## Строки набора данных
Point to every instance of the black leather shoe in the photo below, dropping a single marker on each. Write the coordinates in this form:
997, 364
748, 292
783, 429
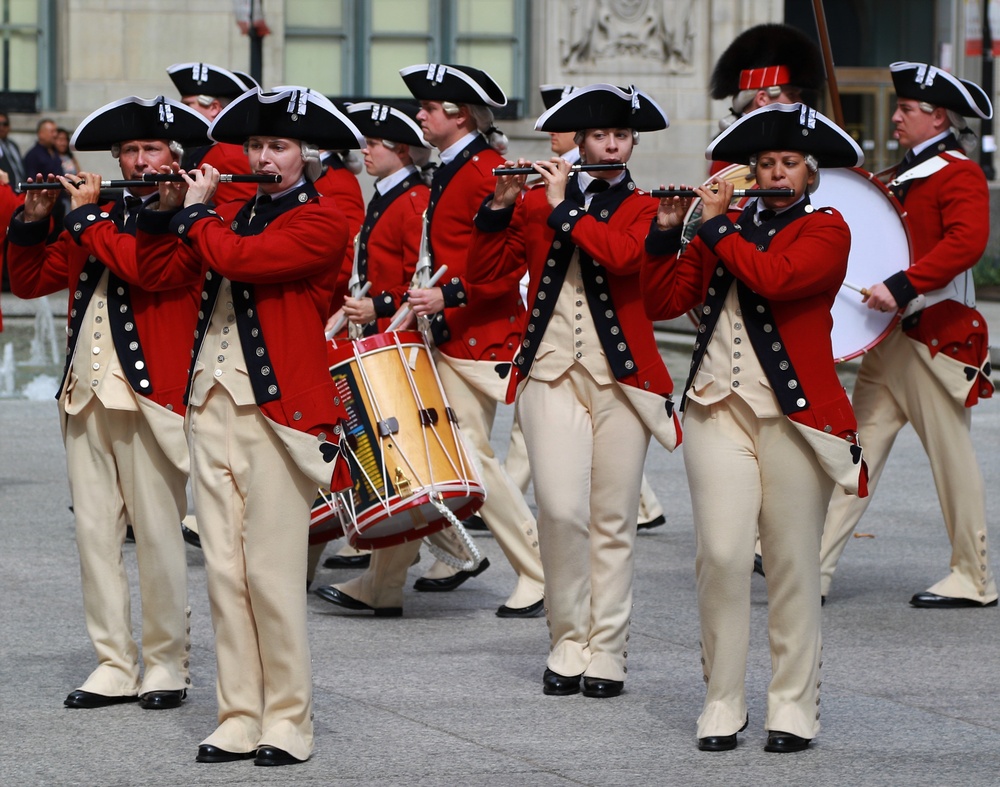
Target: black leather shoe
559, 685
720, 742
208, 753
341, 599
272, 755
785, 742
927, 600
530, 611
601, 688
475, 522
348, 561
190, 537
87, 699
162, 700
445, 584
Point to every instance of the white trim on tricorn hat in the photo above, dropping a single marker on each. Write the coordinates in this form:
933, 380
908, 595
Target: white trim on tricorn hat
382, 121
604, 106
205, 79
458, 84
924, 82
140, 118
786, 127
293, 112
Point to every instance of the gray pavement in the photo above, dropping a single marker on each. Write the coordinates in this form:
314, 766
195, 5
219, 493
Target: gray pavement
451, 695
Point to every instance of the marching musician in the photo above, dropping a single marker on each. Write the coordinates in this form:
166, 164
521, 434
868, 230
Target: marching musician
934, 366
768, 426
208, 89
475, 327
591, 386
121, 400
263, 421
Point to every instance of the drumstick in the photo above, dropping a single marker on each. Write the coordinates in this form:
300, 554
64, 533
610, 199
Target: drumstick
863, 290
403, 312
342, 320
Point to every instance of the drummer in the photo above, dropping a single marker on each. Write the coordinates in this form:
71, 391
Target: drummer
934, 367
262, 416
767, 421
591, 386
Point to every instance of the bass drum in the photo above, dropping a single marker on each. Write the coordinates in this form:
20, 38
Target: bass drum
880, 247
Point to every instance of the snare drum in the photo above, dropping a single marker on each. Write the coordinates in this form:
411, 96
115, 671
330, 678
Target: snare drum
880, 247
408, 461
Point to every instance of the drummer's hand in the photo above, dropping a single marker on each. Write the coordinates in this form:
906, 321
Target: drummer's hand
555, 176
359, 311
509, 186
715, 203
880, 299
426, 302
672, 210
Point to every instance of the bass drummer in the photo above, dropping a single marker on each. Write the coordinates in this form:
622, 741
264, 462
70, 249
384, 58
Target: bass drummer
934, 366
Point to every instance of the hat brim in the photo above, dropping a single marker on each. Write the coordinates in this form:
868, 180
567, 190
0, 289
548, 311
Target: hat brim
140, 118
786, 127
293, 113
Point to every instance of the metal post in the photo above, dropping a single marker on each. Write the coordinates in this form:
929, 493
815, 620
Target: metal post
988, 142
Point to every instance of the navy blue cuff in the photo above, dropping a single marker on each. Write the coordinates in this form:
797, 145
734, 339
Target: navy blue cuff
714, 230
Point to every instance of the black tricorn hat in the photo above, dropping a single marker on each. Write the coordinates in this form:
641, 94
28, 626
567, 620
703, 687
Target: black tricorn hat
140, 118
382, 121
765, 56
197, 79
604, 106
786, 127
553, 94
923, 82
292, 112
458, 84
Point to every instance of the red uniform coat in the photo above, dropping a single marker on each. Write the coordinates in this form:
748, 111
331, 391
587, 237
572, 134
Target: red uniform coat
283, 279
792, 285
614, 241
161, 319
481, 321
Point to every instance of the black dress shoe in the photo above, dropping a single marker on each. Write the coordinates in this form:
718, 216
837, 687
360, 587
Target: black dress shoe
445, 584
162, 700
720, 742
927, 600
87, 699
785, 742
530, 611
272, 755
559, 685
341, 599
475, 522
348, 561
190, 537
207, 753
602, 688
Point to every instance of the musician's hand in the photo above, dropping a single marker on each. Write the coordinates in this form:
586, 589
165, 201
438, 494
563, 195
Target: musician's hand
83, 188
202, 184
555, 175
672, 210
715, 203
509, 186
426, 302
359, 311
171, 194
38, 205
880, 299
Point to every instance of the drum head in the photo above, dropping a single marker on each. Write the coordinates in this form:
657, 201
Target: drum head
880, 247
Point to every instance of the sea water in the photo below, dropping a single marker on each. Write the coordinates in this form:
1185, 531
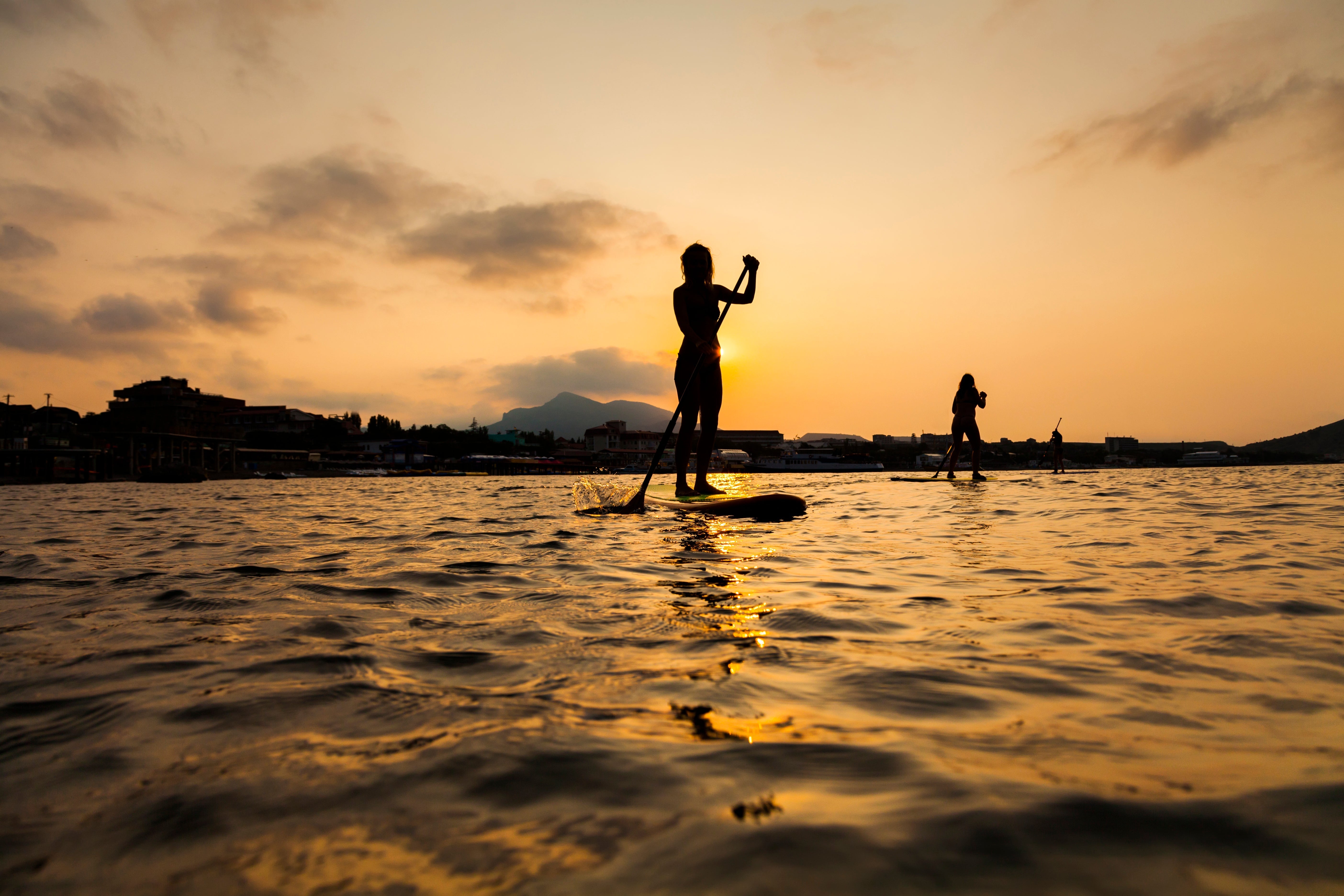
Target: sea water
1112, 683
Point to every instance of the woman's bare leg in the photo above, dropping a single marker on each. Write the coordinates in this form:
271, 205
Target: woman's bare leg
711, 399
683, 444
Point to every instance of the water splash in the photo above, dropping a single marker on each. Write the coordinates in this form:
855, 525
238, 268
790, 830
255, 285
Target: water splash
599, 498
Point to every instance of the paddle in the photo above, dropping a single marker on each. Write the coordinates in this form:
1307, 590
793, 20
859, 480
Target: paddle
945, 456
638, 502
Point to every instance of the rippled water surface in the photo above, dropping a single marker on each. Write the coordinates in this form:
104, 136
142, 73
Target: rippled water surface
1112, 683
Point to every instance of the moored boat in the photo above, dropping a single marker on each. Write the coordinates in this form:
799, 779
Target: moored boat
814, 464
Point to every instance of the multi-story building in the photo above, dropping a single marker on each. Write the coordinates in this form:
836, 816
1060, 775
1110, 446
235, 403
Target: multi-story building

## Задание
Перепишите нумерованным списком строки от строки с «Point to every instance of the multi-story» до последней строки включительно. Пустые строки пропустите.

## Решение задачи
1. Point to every instance of the multi-story building in the photo above, dropping a single marker on each. Write the coordinates in this form:
2. 836, 816
3. 1060, 775
4. 1110, 446
5. 235, 403
6. Target: multi-story building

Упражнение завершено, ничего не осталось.